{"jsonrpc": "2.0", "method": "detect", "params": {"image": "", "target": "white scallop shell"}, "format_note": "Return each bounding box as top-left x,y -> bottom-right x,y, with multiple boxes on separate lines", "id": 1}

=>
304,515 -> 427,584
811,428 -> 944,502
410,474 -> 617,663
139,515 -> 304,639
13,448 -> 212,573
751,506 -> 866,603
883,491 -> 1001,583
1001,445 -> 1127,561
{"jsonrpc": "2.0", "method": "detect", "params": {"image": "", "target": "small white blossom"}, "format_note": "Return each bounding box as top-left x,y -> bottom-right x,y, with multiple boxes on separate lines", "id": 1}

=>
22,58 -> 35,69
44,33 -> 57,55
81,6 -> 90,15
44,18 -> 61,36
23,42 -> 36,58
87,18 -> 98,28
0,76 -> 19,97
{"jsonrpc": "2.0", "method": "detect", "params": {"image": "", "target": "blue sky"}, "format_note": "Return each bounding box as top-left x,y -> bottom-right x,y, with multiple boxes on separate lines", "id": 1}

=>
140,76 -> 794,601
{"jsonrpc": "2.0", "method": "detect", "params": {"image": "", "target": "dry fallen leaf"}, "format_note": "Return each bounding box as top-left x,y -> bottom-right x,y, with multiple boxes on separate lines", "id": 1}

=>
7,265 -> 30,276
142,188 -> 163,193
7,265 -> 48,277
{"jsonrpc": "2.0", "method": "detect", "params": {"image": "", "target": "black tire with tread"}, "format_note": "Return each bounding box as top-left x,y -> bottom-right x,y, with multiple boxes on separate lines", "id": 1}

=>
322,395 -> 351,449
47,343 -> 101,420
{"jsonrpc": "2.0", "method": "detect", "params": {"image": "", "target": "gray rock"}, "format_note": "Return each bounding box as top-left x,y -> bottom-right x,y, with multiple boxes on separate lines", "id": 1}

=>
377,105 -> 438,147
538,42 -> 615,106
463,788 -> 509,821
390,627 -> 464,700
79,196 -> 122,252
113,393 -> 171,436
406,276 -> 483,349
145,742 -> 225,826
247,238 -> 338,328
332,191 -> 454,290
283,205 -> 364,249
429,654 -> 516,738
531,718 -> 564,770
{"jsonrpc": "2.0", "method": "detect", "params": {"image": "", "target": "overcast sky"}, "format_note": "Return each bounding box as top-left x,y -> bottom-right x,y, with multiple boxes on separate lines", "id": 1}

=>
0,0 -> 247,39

* _TASK GOAL_:
Copy out every line of the records above, character for character, with nothing changed or left out.

* _EXERCISE OUTPUT_:
{"jsonrpc": "2.0", "method": "detect", "params": {"image": "", "target": "white scallop shell"}, "format_note": "Return each bounding box as top-left x,y -> bottom-right x,y, with multiple boxes on separate lines", "id": 1}

=>
304,515 -> 427,584
811,428 -> 944,502
410,474 -> 617,663
139,515 -> 304,639
13,448 -> 212,573
751,506 -> 866,603
883,491 -> 1001,583
1001,445 -> 1127,561
{"jsonrpc": "2.0", "method": "detect", "params": {"image": "", "target": "small white blossom"}, "format_note": "Return each bounding box as top-left x,y -> bottom-right x,y, with multiple boxes on separate lines", "id": 1}

=>
22,58 -> 35,69
44,33 -> 57,55
81,6 -> 90,15
44,18 -> 61,36
23,42 -> 36,58
87,18 -> 98,28
0,76 -> 19,97
{"jsonrpc": "2.0", "method": "detect", "params": {"image": "", "target": "blue sky"}, "format_note": "Return each bounding box as top-left x,y -> bottom-right x,y, with multiple boxes on separate lines", "id": 1}

=>
140,76 -> 794,601
{"jsonrpc": "2.0", "method": "detect", "params": {"image": "", "target": "dry fallen leaf"}, "format_note": "Return each bounding box as top-left x,y -> bottom-right x,y, with multiple boxes on separate lines", "id": 1}

=>
7,265 -> 30,276
142,188 -> 163,193
7,265 -> 48,277
{"jsonrpc": "2.0", "method": "detect", "params": {"image": "", "target": "black tire with tread"}, "format_note": "Return each bounding box as top-left x,y -> bottom-right x,y, with multiple boxes on separate lines", "id": 1}

=>
322,395 -> 351,449
47,343 -> 101,420
{"jsonrpc": "2.0", "method": "detect", "params": {"image": "", "target": "gray rock"}, "format_note": "Return each bounding box as top-left x,y -> bottom-right x,y, with multiple boxes on separate lines", "id": 1}

=>
377,105 -> 438,147
538,42 -> 615,106
463,788 -> 509,821
390,627 -> 464,700
79,196 -> 122,252
113,393 -> 171,436
406,276 -> 483,349
145,742 -> 225,826
247,238 -> 338,328
332,191 -> 454,290
283,205 -> 364,249
429,654 -> 516,738
531,718 -> 564,770
{"jsonrpc": "2.0", "method": "detect", "params": {"image": "", "target": "overcast sky"}, "format_note": "Return each bounding box as top-left x,y -> bottom-right x,y, with multiple boxes on separate lines", "id": 1}

=>
0,0 -> 247,39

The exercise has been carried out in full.